SUPPLIED RECORDS:
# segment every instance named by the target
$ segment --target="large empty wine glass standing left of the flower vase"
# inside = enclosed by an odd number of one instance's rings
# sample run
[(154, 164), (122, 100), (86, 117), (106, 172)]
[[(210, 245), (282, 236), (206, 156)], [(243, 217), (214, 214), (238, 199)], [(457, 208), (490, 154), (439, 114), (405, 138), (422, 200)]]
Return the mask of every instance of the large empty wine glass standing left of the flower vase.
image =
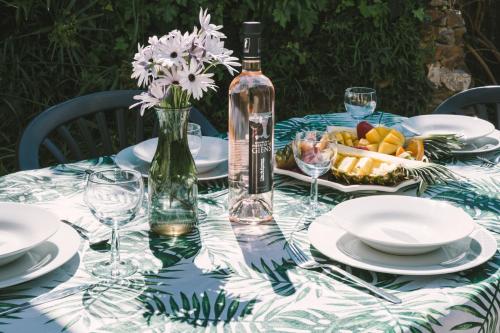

REQUIRED ACTION: In the lines above, find the word "wine" and copy each line that contains it.

COMPLETED EXERCISE:
$ segment --target="large empty wine glass standing left of the flower vase"
Return the mask of every instance of the large empty wine glass standing left of the flower vase.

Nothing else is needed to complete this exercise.